PROVIDED RECORDS:

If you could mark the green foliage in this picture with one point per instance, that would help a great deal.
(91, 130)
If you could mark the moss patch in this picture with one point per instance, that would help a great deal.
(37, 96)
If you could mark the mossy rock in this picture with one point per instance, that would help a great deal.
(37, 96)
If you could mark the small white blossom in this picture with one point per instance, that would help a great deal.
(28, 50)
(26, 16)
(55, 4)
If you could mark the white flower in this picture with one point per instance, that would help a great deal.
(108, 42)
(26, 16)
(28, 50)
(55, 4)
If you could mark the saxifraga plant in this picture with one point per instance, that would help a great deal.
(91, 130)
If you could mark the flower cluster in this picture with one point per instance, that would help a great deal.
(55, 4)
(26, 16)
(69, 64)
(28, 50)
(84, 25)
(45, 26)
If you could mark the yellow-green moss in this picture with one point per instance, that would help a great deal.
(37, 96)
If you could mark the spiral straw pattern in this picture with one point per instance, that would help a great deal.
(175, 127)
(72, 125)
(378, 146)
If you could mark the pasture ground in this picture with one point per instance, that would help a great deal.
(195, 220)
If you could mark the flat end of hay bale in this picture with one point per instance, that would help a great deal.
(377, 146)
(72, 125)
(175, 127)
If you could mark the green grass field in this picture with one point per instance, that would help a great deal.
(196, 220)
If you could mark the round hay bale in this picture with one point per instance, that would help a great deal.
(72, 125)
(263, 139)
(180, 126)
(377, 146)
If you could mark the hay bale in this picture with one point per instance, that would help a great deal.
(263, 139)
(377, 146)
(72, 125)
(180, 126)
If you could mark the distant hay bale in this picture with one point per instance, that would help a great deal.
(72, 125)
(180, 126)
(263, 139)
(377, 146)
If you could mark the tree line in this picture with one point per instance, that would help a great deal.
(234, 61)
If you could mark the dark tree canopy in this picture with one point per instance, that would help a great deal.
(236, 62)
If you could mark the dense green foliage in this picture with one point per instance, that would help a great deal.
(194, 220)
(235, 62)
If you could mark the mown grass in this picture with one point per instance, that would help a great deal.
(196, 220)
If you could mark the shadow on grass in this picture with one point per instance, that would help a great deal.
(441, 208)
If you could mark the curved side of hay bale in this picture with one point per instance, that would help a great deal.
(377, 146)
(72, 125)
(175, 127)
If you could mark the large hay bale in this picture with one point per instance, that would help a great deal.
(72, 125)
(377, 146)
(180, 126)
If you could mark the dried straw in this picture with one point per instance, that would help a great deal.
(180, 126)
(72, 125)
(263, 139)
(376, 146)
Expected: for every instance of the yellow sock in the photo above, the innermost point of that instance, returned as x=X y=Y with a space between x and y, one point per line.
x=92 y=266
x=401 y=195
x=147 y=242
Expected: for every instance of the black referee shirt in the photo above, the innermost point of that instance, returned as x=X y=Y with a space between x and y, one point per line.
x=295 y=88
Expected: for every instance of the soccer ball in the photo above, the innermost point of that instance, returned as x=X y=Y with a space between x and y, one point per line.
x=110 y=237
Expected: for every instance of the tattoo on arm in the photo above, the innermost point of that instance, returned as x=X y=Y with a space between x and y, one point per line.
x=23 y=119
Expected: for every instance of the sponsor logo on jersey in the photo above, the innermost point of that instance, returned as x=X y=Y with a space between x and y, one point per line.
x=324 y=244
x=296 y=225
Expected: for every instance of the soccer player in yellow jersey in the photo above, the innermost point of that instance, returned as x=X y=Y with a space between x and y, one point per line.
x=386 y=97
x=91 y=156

--

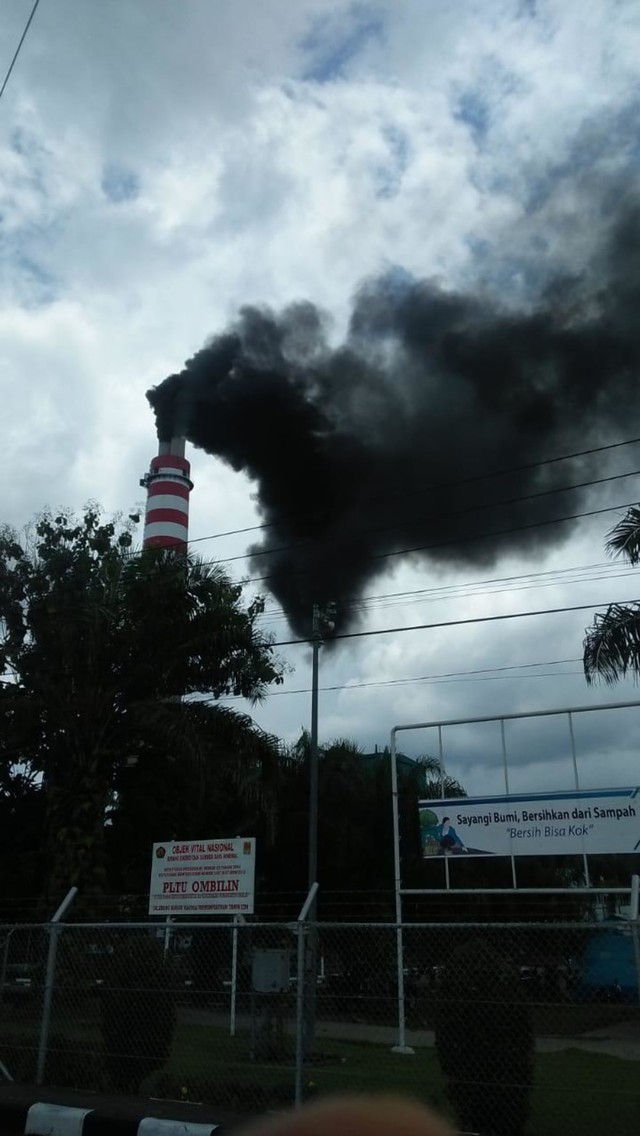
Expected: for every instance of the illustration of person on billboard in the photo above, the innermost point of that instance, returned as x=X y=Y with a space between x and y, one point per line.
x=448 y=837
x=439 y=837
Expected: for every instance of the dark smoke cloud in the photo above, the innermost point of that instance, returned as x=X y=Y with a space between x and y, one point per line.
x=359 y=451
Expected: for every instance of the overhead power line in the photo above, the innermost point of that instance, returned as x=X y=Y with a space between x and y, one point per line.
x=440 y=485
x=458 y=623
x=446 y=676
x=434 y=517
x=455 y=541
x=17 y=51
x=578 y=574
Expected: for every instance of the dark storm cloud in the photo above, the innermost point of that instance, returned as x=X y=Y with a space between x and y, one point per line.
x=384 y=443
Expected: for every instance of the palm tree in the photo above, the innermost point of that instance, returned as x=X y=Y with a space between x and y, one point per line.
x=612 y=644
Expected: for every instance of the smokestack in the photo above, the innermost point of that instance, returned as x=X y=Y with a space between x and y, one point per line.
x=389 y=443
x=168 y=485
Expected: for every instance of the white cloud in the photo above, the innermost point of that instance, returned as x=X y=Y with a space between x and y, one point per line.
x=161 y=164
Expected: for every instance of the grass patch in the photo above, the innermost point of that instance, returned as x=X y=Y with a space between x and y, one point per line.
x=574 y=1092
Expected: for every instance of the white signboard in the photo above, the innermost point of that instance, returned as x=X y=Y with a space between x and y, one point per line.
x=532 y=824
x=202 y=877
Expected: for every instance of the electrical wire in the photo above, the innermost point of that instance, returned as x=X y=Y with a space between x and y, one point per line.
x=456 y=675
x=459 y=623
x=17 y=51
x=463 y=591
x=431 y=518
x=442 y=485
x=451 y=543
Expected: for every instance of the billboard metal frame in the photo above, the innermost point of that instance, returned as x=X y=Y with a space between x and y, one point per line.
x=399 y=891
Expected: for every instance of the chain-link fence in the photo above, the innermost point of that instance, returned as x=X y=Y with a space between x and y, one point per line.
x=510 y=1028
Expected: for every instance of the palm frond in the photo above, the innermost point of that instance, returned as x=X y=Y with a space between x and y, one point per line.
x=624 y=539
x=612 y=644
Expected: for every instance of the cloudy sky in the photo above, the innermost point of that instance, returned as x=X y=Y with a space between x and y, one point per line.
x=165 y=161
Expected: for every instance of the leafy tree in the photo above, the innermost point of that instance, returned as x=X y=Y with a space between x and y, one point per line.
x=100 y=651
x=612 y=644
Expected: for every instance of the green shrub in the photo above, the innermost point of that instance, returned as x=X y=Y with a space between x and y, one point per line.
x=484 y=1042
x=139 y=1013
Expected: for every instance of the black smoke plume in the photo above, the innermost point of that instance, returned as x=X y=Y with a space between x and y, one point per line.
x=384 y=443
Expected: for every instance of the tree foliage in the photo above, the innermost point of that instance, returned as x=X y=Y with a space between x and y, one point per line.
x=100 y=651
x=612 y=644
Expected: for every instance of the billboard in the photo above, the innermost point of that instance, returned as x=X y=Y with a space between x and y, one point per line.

YOUR OBJECTIVE:
Produce only the lines from the line containing "Expected: for every instance of the tree" through the line containing "Expected: for every instance of the billboard in", inclusive of both, exactly as they stand in the entries above.

RESULT FOR THIS EXERCISE:
Expected: for every instance of the tree foliage in the photo above, the innermost point of that instance, returned as x=X y=Y with a space between x and y, one point per line.
x=100 y=651
x=612 y=644
Expected: for every instance of the billboard in the photo above, the innermost point of that instance, returned as x=X y=Y with a space between x and y, one point per line.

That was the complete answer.